== WHAT TO DO ==
Copy the items below word for word, starting with the line that contains "Question. Point out every instance of the hand" and continuing through the last line of the items, with both ends included.

---------- PROVIDED ENTRIES

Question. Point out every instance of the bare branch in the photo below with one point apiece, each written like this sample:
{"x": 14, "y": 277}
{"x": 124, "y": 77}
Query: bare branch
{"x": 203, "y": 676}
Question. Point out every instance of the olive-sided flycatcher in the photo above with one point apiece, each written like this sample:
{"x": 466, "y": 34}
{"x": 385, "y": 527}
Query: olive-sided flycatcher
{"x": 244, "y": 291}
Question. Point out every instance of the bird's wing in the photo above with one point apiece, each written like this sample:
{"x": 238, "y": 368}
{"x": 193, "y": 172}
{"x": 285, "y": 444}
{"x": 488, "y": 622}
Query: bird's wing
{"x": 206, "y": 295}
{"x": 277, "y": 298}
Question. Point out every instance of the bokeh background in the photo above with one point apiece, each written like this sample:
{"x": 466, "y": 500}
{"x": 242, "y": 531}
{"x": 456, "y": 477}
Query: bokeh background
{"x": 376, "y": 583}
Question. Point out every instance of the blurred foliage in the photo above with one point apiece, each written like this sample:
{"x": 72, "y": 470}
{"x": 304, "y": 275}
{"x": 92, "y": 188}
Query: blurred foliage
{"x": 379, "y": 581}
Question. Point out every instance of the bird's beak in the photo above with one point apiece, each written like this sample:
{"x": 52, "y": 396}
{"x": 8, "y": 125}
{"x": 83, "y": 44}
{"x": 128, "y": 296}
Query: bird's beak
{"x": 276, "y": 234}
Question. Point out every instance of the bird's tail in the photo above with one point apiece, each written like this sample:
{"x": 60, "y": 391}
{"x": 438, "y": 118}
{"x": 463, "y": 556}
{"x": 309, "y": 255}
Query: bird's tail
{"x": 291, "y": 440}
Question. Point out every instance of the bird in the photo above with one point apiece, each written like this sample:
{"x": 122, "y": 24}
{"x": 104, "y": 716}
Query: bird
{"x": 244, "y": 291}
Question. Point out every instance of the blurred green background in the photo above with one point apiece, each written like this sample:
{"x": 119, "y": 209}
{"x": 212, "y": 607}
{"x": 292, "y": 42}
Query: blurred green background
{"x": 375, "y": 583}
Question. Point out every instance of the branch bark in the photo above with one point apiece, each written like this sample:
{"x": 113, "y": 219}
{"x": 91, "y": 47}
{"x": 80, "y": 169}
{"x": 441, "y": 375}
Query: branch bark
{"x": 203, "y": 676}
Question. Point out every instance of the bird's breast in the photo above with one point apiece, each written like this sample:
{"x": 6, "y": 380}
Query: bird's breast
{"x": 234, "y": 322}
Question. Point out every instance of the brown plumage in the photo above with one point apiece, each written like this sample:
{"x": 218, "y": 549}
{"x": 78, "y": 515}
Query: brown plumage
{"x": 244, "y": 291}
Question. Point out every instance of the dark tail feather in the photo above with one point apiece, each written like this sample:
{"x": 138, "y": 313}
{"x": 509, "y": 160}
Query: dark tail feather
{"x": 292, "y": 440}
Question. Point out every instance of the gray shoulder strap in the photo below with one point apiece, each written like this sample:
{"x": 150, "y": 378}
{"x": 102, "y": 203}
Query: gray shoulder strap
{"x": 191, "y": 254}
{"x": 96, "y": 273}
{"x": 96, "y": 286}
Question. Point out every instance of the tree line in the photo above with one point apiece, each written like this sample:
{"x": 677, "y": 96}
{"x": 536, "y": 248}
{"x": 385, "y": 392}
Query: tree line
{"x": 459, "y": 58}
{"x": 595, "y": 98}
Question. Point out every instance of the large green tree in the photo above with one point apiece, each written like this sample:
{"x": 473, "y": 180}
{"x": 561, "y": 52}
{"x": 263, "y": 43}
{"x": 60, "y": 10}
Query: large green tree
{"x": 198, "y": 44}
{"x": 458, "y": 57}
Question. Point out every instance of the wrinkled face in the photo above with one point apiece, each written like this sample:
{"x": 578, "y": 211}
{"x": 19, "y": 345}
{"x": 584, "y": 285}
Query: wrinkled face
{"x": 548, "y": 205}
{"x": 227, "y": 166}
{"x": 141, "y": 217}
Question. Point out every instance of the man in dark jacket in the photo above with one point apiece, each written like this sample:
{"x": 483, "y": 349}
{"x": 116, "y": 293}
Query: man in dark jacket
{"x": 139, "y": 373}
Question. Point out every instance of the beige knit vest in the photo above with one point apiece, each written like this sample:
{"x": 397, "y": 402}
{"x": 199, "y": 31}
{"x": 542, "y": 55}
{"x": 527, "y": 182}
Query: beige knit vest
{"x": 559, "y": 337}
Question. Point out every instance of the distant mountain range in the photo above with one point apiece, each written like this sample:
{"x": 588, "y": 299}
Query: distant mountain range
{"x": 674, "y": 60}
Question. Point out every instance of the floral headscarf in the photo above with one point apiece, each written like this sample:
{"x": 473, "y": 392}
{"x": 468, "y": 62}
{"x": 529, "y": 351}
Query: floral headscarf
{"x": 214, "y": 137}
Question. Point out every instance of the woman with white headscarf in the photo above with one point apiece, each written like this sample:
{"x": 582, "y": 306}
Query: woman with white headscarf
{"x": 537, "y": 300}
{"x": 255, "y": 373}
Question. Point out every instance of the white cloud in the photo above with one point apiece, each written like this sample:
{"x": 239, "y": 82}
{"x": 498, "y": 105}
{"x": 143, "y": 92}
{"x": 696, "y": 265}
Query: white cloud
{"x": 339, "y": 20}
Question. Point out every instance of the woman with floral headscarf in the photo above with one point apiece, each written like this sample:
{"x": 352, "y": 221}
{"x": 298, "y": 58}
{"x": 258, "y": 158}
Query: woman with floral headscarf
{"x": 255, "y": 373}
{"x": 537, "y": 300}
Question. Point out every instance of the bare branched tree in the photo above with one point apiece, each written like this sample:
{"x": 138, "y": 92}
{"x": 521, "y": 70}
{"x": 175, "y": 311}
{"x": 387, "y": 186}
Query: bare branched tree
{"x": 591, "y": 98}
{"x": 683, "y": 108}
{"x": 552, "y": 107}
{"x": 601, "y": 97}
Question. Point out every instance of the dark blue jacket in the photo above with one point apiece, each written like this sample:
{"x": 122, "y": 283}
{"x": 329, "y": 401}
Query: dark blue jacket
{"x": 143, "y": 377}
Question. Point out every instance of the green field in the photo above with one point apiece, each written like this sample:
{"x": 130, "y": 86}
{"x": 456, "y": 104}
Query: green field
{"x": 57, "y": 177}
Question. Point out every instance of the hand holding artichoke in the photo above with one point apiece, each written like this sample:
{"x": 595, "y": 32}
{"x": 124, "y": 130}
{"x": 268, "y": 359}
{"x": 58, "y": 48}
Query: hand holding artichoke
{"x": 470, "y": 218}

--------------------

== FINISHED EXERCISE ==
Question. Point out every instance of the hand holding artichoke in the photo above with one point apiece, each written like this sample:
{"x": 595, "y": 32}
{"x": 124, "y": 130}
{"x": 268, "y": 359}
{"x": 58, "y": 48}
Query: hand holding artichoke
{"x": 470, "y": 218}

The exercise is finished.